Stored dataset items
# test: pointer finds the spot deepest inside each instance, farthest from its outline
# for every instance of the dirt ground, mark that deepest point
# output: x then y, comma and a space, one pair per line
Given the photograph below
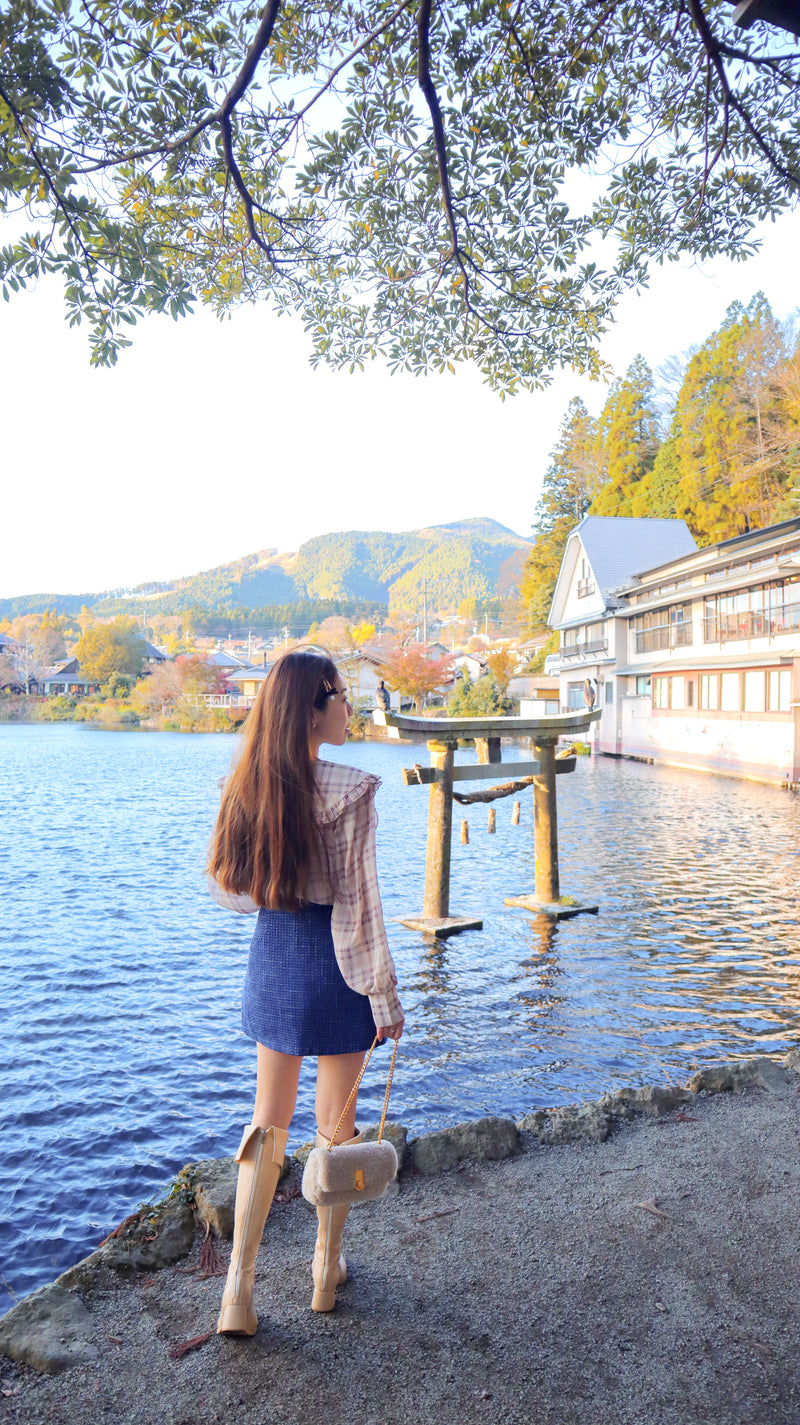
648, 1280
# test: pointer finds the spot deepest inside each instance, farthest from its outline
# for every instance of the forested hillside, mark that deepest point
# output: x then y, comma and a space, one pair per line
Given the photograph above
713, 442
468, 559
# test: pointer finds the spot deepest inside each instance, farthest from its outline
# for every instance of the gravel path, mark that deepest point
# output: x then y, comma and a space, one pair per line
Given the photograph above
648, 1280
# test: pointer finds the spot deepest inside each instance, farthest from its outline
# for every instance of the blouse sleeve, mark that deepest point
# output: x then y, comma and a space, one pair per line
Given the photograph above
357, 924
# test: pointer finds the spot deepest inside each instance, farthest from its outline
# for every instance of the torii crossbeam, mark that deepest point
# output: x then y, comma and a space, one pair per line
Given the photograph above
442, 737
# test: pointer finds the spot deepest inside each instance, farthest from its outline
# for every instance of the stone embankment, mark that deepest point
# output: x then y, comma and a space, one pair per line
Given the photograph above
631, 1258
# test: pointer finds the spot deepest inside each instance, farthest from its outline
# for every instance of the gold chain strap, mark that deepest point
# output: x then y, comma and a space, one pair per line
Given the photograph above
354, 1090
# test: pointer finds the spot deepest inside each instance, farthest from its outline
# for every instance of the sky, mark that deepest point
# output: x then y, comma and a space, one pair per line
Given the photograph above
214, 439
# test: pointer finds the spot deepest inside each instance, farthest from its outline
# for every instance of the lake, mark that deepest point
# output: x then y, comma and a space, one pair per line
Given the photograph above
120, 978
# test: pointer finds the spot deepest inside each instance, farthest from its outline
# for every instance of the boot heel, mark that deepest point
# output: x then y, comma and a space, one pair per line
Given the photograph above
237, 1321
324, 1300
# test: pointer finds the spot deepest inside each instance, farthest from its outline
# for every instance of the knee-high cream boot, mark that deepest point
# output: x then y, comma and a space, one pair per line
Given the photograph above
330, 1267
260, 1157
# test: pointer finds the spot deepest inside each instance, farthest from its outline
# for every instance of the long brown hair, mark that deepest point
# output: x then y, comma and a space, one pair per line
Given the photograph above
265, 828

■ About this exercise:
Excluding the pictures, transcribe each entry above word for word.

■ Output for this task:
# test: pointer finds the spot deepest inside each instance, farthest from its outline
# for every instance of the dirt ground, mark that deepest point
# output: x then y, comma and a space, one pair per line
Given the photograph below
648, 1280
# test: pointer finds the spot deepest inside each instance, farthest from its outline
# for every instance of the forested hillside, mark that deepest point
# output: x then y, comma and a space, one pair per line
Given the photograph above
713, 442
468, 559
# test: pointer finds the spot deepest inside each instance, farthest from its outline
# for every instance of the gravel path, mark that deepest point
# output: x then y, comma and a space, one pair per line
Given the photograph above
648, 1280
# test: pointer finds the spot deepest inside each instance, farthest from its outline
# for every instance of the blouse sleeve, mark that deepest point
# output: x then y, comma and a space, one pair per line
Given the photograph above
357, 924
# test: pointer finds the spot deepest inside each instance, farthest from its outline
# for every instance of the torii crossbeam, mark that deepest point
# output: x then y, comma and a space, one pair per line
Given the photograph above
442, 737
# test: pointer finds the spot deepest inside each instance, farthest from its outline
# for every instance of the stone embankment, mark that deepest point
# output: x then y, comma and a space, one pair per line
Given the photograph above
631, 1258
# test: pointer finds the spot deepest inside each instance, farthest from its outline
# for every instance of the gold chain strap, mark that deepest point
# output: x then y, comma and a space, one pair per line
Given the photograph above
354, 1090
# test: pointer finds the spot deepest inside each instance, farthest from its outline
# for every instance of the sky, mark that deepest point
# output: x then y, comma and a space, one pair per line
Given the photograph above
214, 439
# test: pointer finds the spot deepest inside each instance, farthest from its outline
# for every instance of the lake, mark that deepest point
# output: x then y, comma and a space, one pair per line
Given the photograph above
120, 978
# test: pointer finds the spot deepest inside each instance, farthest from its outline
# for every instance of the boot heel, mark that deepest point
# output: x then y, comma and a space, one pair per line
Given the photograph above
237, 1321
324, 1300
# test: pointer finds the spot deepest inside each instance, farthest from its outline
# for every instance of the knee-high cream boot, mark that deepest point
# output: x then y, comma and a space, one pair per line
Given the photograph above
330, 1267
260, 1157
# test: pointer finds the spot deepest inside each instance, farthest from its outline
# for every instance of the long brown hair, mark that deepest point
# output: x then y, comma and a space, one pair per line
Given the photograph above
265, 828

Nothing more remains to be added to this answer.